# What is asked:
Can you extract the lines starting at the line that contains "Phrase: tail feather" and ending at the last line of the entries below, copying each one verbatim?

# Given data:
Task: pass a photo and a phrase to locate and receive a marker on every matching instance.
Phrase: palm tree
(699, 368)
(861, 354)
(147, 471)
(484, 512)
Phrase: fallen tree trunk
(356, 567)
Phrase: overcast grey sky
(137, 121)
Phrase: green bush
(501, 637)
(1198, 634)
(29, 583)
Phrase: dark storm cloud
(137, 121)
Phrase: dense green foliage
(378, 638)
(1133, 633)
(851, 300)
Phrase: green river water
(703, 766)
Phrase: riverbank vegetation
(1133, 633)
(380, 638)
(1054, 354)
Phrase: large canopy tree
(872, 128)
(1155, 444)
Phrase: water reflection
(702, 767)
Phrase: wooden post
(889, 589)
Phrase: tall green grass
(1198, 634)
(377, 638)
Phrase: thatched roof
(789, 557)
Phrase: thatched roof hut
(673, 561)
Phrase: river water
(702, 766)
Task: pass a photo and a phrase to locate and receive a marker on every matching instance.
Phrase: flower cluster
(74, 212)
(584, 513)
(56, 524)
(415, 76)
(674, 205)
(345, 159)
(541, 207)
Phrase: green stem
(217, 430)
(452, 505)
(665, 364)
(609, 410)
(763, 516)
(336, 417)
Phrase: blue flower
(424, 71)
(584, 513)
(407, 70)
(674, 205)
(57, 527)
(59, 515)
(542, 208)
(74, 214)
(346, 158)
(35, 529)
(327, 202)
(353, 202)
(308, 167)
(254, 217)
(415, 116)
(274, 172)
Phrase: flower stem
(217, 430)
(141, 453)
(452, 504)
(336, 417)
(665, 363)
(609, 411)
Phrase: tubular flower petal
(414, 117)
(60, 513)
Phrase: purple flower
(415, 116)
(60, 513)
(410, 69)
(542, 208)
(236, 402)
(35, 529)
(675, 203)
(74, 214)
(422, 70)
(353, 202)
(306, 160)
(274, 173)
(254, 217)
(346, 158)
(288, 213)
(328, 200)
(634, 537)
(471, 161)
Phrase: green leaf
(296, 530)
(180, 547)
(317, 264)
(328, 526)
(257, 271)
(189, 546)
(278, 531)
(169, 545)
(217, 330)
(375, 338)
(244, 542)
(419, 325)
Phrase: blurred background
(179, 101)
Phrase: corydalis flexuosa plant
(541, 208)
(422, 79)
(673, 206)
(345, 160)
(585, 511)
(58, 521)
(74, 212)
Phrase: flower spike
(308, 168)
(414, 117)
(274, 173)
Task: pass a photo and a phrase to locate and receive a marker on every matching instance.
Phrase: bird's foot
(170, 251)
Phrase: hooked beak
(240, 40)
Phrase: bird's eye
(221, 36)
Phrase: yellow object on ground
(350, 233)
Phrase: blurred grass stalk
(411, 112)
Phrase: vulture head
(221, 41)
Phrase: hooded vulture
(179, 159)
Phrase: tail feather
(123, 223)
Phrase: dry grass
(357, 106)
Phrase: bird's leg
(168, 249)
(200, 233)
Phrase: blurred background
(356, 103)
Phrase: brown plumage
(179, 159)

# Output below:
Phrase: tail feather
(123, 223)
Phrase: dry grass
(357, 106)
Phrase: bird's leg
(168, 249)
(200, 233)
Phrase: blurred background
(356, 103)
Phrase: brown plumage
(179, 159)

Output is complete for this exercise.